- _WHAT THIS TASK INVOLVES_: From the line containing "Target: upper cabinet door" down to the last line of the records below, copy every line exactly. Leave out everything before it.

(Coordinate annotation records)

## Start

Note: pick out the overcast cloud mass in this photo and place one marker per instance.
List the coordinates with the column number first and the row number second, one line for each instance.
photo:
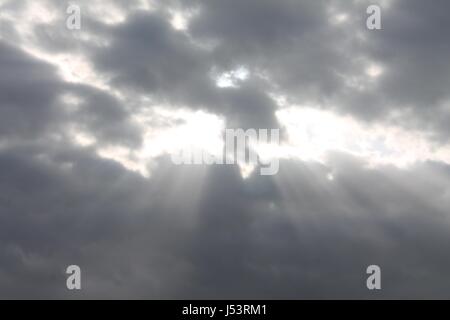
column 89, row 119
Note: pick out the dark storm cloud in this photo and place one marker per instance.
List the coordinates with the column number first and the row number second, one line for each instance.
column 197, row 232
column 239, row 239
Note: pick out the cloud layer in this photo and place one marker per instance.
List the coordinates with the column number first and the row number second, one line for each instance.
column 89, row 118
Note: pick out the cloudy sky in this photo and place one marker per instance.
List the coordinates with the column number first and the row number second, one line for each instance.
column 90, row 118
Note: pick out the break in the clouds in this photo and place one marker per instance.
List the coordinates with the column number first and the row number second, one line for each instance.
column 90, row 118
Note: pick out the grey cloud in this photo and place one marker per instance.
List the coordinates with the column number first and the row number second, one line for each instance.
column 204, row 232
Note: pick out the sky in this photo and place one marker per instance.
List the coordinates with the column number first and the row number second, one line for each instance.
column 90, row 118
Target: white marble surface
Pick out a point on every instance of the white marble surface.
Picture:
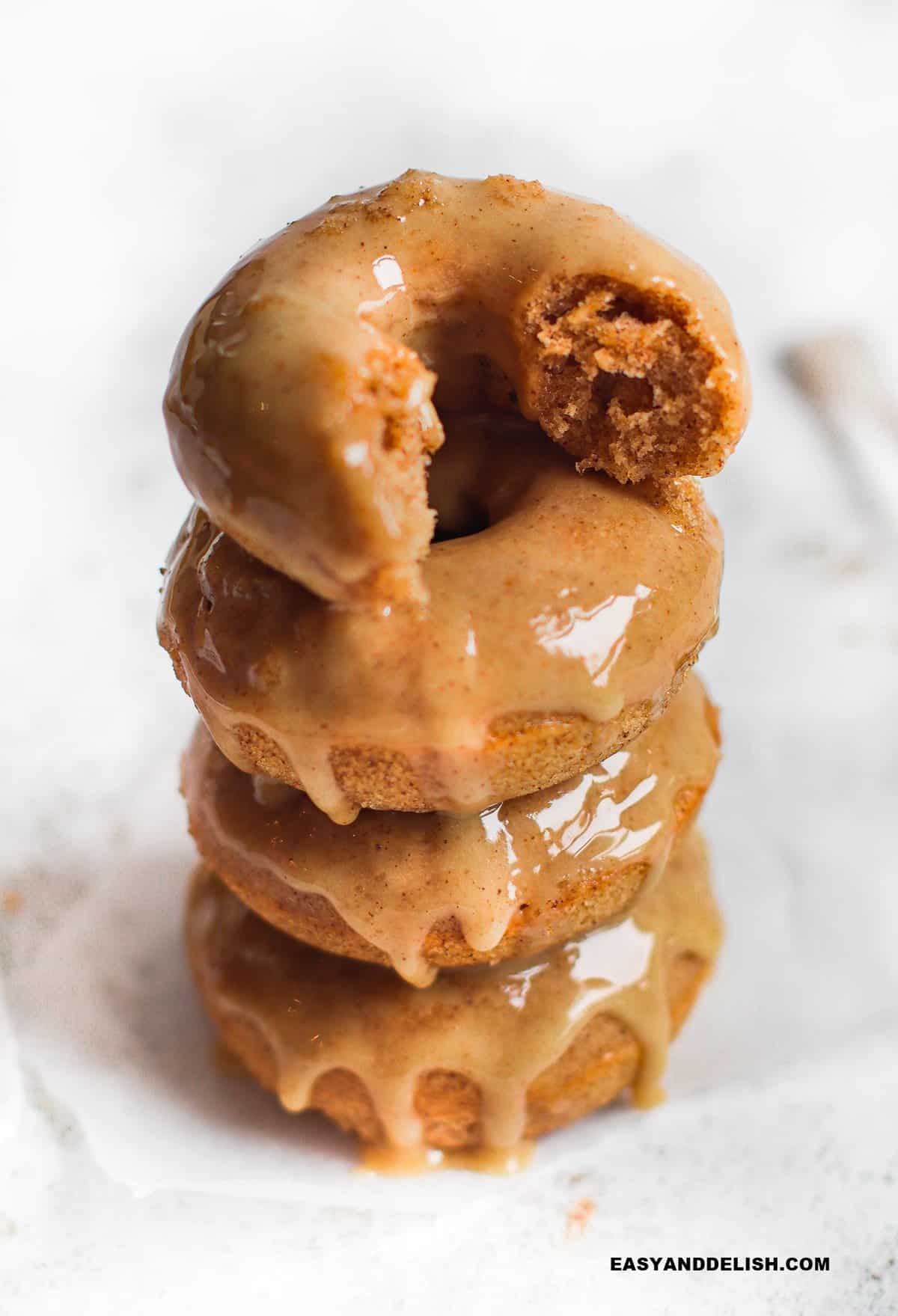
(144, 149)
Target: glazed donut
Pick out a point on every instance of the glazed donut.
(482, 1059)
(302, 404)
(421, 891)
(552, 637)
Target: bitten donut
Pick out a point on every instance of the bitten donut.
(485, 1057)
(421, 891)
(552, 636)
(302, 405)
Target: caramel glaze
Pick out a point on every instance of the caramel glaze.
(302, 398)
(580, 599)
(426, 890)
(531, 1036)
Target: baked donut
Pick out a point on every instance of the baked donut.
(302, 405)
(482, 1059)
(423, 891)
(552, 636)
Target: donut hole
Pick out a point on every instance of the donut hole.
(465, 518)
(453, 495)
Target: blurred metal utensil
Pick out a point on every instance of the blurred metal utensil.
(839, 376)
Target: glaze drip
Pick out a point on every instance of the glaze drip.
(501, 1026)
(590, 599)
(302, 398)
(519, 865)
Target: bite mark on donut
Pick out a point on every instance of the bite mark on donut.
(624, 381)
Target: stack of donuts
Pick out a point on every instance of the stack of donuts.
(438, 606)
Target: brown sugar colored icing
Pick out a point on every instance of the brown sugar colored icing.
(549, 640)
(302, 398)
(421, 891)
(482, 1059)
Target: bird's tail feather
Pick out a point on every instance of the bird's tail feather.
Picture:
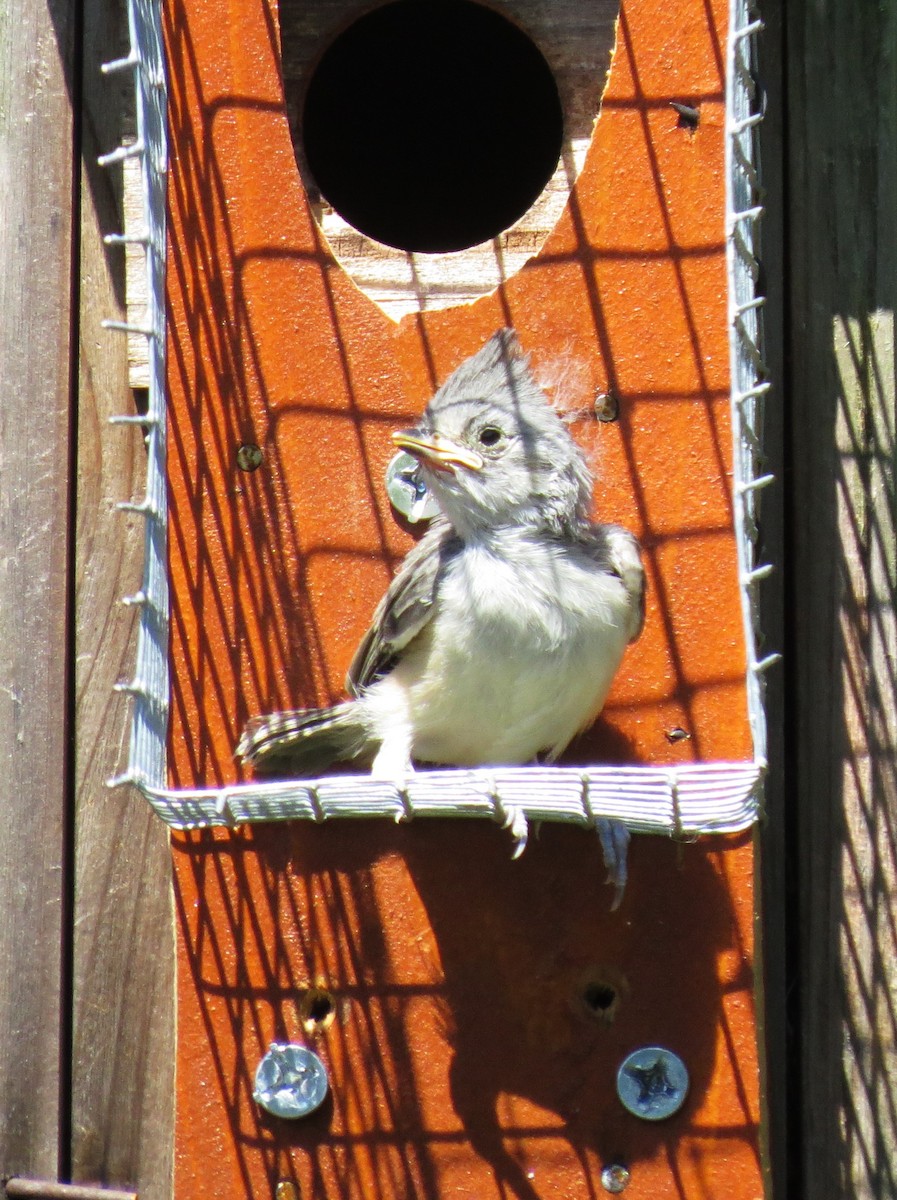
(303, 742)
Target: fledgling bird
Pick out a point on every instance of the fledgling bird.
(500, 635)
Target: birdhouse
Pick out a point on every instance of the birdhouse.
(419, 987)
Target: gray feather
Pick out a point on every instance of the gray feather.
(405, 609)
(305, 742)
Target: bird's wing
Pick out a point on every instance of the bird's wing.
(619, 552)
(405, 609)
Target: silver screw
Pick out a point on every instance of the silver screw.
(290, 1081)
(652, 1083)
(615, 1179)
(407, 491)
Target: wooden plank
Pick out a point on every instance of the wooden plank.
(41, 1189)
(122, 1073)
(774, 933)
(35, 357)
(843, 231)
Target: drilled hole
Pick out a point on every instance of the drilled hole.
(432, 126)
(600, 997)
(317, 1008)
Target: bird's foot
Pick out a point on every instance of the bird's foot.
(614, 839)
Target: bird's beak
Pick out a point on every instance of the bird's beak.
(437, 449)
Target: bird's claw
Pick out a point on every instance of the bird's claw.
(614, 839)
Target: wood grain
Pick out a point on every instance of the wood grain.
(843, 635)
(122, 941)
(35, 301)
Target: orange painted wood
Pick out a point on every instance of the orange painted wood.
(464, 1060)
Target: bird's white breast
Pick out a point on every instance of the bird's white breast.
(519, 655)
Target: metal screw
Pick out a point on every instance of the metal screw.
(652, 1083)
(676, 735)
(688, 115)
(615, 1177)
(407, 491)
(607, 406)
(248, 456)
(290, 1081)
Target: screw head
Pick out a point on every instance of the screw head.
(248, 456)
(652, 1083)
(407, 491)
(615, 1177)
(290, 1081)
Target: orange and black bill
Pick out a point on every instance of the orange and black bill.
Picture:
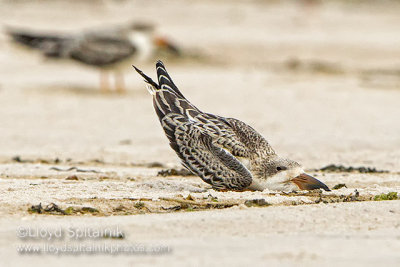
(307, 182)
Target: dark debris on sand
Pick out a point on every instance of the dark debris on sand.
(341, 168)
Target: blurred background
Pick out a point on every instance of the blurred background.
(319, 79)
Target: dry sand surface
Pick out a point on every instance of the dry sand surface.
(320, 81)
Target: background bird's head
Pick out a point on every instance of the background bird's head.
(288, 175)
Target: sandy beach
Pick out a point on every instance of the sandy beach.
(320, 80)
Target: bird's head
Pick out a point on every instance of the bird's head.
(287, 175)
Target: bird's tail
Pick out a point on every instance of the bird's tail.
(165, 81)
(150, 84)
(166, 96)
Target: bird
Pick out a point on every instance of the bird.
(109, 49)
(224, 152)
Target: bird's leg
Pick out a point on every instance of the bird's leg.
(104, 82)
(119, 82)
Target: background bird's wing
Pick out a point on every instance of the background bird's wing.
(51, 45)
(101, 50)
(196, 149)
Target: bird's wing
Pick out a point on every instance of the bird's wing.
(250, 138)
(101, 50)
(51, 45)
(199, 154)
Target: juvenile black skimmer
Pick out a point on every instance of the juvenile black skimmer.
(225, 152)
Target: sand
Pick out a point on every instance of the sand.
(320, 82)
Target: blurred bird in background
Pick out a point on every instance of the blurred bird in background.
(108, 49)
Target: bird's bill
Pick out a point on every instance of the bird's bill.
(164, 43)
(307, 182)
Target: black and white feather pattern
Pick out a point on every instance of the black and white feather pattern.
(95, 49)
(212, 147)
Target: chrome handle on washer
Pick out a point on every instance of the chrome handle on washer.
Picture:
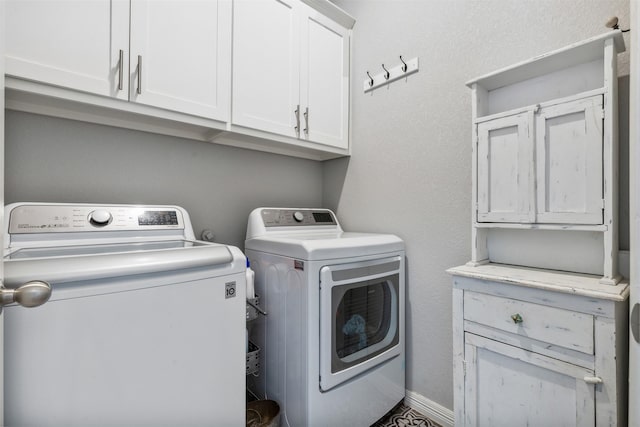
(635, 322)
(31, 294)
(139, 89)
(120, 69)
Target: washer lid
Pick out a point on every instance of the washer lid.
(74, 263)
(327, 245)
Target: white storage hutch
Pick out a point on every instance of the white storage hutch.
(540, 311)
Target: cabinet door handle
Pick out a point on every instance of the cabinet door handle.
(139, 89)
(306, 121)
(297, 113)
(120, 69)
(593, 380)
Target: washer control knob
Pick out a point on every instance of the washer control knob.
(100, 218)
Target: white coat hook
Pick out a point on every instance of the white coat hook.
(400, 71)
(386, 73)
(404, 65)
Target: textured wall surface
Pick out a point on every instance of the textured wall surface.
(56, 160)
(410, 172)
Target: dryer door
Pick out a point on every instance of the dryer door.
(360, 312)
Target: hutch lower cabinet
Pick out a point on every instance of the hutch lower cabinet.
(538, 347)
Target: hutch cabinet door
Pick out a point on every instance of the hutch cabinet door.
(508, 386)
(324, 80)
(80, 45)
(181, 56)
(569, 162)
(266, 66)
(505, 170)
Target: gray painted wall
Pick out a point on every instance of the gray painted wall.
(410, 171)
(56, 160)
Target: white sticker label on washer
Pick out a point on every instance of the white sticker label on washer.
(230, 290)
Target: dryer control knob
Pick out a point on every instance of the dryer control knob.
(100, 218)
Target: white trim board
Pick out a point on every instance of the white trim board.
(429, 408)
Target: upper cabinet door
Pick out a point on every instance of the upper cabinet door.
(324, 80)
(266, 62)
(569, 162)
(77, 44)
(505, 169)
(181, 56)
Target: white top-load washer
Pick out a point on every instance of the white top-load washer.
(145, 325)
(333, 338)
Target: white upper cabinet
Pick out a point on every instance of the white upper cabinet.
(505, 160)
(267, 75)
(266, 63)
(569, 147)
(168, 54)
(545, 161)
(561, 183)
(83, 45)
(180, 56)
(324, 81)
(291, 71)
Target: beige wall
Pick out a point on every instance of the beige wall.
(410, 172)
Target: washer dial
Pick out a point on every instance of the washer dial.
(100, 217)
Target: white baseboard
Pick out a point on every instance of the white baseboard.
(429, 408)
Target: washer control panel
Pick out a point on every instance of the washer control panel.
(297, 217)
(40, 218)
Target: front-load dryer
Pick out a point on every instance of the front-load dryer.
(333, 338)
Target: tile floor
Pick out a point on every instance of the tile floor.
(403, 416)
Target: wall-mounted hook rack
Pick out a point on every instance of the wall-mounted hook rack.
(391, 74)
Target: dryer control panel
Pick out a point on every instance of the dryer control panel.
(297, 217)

## End

- _TASK RESPONSE_:
Target: upper cabinet door
Pick out a point on every instance of the upper cabinet door.
(324, 80)
(266, 62)
(569, 162)
(77, 44)
(505, 169)
(181, 56)
Target: white top-load washer
Pick out a point on every instance of the white top-load washer.
(145, 325)
(333, 338)
Target: white upper cabinet
Pick out a point on every instance of the white upper cabinet.
(505, 160)
(267, 75)
(266, 63)
(569, 147)
(168, 54)
(545, 161)
(561, 183)
(83, 45)
(180, 56)
(324, 81)
(291, 71)
Target: beige wall
Pick out a point on every instance of the beige wall.
(410, 172)
Target: washer dial
Pick out a point on every instance of the washer dial.
(100, 217)
Target: white baseboard
Pick out a point on every instance of the white baseboard.
(429, 408)
Target: washer control panel
Pick out a point on every instance of the washer control panel.
(297, 217)
(40, 218)
Target: front-load dryer
Pick out a point on every instance of the front-load dryer.
(333, 338)
Target: tile floor
Pick out a point on every instance of the tile floor.
(403, 416)
Target: wall-mounted hook rack
Pick out a point on every instance of the wall-mounted hook rack.
(391, 74)
Target: dryer control panel
Pick out a point on every instance of the dryer control panel.
(297, 217)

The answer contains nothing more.